The exercise -
Starting at the line that contains "of the white", copy each line through the end of the listing below. Include both ends and output nothing more.

Source records -
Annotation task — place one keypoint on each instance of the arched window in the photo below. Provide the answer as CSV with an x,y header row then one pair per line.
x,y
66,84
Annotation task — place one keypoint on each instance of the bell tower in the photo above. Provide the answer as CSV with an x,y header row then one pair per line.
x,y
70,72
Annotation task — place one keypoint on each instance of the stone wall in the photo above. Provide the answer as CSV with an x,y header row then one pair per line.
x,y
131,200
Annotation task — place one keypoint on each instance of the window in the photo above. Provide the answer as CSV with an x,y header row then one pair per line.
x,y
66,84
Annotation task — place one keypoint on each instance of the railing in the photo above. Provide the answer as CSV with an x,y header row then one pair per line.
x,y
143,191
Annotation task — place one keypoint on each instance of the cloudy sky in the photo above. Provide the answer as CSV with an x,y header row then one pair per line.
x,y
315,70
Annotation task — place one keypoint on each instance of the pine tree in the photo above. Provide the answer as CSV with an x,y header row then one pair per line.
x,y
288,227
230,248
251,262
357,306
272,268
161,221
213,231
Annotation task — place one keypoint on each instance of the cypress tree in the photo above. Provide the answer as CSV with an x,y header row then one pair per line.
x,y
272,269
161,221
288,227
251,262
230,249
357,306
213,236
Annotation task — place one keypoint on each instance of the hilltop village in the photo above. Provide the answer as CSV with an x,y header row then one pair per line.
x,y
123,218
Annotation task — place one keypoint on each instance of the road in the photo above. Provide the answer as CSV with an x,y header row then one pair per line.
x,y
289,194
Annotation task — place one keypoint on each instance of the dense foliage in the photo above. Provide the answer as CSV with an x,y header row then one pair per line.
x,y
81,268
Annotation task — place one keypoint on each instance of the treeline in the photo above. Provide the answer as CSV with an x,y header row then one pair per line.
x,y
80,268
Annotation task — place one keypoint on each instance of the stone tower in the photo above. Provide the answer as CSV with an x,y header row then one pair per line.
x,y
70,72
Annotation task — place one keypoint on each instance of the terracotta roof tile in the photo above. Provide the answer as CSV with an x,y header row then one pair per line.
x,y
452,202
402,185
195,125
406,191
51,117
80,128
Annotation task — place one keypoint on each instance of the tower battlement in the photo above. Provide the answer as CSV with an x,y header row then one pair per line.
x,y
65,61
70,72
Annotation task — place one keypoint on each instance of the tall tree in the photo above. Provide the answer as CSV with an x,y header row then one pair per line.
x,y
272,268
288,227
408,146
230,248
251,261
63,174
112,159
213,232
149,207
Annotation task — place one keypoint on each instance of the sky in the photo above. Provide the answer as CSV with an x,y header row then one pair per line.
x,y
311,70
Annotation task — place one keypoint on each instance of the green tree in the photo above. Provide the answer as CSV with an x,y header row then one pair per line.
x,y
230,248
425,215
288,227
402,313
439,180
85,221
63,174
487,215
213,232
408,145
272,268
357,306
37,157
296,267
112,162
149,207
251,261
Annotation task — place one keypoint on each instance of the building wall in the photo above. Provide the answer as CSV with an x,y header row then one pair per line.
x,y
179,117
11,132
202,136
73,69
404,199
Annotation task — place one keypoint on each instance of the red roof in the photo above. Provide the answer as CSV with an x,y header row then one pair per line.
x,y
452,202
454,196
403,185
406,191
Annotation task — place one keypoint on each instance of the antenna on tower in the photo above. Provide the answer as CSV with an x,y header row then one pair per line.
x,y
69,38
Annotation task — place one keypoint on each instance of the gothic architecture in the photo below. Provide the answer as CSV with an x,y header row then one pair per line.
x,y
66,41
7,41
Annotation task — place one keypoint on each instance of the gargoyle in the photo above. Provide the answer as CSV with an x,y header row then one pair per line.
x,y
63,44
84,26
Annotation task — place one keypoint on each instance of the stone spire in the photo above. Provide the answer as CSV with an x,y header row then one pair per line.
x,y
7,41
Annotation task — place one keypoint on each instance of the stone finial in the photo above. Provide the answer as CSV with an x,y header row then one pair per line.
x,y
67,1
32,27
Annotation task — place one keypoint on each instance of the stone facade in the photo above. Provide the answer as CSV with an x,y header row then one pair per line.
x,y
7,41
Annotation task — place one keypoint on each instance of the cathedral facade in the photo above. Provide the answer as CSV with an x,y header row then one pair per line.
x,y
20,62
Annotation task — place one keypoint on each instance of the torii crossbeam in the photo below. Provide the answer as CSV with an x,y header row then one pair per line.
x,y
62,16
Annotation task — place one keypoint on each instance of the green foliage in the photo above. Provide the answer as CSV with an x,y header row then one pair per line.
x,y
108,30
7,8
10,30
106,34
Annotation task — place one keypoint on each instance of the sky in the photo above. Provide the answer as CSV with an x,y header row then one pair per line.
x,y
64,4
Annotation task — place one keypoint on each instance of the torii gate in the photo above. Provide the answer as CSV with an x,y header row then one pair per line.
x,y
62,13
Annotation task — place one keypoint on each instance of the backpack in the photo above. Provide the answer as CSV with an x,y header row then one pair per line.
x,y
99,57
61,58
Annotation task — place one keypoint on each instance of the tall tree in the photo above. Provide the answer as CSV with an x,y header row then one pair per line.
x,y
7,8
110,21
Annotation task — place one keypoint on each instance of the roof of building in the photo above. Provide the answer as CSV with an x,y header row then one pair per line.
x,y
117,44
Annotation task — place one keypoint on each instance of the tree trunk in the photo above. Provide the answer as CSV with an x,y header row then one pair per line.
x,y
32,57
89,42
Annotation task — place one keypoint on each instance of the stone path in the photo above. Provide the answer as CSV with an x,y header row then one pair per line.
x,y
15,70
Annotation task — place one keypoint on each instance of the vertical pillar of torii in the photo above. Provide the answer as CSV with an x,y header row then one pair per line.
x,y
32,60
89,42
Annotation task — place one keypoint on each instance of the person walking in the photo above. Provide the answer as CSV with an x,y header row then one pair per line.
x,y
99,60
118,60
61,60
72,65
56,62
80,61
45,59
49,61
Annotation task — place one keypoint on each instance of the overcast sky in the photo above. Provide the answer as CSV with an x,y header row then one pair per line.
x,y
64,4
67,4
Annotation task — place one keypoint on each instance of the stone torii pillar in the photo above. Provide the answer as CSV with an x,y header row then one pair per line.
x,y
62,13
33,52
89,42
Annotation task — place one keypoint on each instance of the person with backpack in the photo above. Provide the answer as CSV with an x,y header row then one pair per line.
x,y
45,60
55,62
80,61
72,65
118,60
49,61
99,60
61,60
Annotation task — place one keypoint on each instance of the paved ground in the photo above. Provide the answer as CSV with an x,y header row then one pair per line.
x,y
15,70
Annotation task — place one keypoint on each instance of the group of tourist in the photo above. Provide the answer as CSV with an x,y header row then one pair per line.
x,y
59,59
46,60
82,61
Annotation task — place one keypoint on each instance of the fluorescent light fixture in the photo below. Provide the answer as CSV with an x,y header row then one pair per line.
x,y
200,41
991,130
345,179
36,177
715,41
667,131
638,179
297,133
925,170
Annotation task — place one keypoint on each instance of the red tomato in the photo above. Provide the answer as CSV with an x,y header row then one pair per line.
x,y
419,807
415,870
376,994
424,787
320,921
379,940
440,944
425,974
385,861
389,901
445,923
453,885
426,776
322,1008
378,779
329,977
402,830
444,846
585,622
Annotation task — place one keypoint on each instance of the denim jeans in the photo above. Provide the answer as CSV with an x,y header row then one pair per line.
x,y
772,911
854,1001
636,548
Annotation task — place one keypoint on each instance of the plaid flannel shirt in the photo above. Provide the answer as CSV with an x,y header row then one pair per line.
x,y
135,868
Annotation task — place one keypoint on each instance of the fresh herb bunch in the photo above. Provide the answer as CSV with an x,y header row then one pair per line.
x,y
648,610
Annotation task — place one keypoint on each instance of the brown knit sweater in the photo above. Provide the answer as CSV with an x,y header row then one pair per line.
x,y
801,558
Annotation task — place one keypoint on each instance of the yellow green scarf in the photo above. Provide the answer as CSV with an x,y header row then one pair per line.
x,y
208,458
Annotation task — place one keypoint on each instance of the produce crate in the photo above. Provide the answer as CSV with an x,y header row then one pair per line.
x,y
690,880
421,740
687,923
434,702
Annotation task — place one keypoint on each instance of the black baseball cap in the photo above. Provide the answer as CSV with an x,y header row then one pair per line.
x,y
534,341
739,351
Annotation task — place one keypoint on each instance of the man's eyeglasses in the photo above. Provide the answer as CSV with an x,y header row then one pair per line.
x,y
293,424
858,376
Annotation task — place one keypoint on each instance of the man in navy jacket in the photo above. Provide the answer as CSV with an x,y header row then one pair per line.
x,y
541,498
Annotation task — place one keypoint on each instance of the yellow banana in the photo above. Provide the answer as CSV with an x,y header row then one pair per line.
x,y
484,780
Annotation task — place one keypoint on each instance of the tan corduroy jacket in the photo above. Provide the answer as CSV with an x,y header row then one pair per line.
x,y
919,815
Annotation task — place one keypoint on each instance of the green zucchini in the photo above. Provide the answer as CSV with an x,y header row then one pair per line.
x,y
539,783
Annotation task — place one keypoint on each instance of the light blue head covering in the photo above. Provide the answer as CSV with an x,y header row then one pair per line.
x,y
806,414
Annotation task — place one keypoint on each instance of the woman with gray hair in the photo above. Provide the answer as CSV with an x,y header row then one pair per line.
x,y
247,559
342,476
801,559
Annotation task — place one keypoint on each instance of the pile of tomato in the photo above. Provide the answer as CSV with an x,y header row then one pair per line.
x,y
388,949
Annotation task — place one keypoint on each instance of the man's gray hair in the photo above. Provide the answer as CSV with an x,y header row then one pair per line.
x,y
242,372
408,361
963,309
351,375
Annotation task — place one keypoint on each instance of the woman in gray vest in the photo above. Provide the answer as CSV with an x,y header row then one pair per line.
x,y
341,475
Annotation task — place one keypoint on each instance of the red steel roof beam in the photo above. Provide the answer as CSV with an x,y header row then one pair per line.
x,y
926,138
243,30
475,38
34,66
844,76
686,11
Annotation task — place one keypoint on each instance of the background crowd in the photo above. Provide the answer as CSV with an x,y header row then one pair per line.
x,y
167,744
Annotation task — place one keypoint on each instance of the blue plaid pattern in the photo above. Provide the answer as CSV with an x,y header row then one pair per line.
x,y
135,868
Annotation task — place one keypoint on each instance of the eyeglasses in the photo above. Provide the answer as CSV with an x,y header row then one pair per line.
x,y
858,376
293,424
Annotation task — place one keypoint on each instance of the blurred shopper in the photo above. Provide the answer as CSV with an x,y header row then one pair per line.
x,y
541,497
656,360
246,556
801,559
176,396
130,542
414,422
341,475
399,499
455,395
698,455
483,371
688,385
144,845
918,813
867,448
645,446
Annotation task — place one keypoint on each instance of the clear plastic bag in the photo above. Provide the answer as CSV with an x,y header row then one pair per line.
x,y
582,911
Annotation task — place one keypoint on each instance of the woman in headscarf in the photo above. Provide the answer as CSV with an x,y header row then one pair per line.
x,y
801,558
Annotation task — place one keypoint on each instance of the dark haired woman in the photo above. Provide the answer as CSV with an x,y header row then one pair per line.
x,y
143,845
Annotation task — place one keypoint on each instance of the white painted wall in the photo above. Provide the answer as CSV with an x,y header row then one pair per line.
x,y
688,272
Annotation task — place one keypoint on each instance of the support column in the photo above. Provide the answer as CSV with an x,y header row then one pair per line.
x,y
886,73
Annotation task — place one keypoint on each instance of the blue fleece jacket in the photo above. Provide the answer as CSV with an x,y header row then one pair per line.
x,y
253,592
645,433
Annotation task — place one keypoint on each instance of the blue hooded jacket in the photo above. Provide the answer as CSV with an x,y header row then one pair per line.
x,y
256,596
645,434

The completed task -
Annotation task — place one keypoint on each instance of the white painted wall in the photo above. Provide the answer as CSV with an x,y header row then one pair per line.
x,y
688,272
Annotation task — place one keypoint on each instance of the support column in the photo above. Provide the answer as CSV with an x,y header row then one pair per line.
x,y
886,73
Annotation task — place one keypoint on each instance of the blue fleece jacket in the photo above. Provide the answer as CSV with an x,y header row then one pair per line.
x,y
253,592
645,433
Annotation task — place one keypoint on each instance of the blue hooded jacket in the photo above. Provide the answer as CSV with an x,y header row then one pair per line.
x,y
256,596
645,434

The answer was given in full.